§ YOUR INSTRUCTIONS: Copy whichever lines of the data hold the word "search".

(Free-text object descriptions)

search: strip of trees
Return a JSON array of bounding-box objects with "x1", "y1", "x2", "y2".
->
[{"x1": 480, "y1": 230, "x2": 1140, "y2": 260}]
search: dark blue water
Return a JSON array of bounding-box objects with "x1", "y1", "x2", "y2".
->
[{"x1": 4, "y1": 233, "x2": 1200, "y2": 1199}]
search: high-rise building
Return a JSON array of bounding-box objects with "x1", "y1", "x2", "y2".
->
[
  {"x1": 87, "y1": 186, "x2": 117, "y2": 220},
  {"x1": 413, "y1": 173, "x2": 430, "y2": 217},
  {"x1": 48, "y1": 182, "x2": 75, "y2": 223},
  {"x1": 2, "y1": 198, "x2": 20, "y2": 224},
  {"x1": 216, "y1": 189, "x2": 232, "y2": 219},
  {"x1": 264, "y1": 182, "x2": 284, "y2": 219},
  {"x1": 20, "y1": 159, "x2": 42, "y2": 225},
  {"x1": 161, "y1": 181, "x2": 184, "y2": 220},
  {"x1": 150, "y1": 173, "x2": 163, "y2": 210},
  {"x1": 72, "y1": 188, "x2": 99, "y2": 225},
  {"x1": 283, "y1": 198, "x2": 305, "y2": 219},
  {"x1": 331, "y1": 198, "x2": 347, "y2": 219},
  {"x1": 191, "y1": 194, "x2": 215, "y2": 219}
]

§ TASK ANSWER:
search: strip of trees
search: dark blue water
search: high-rise building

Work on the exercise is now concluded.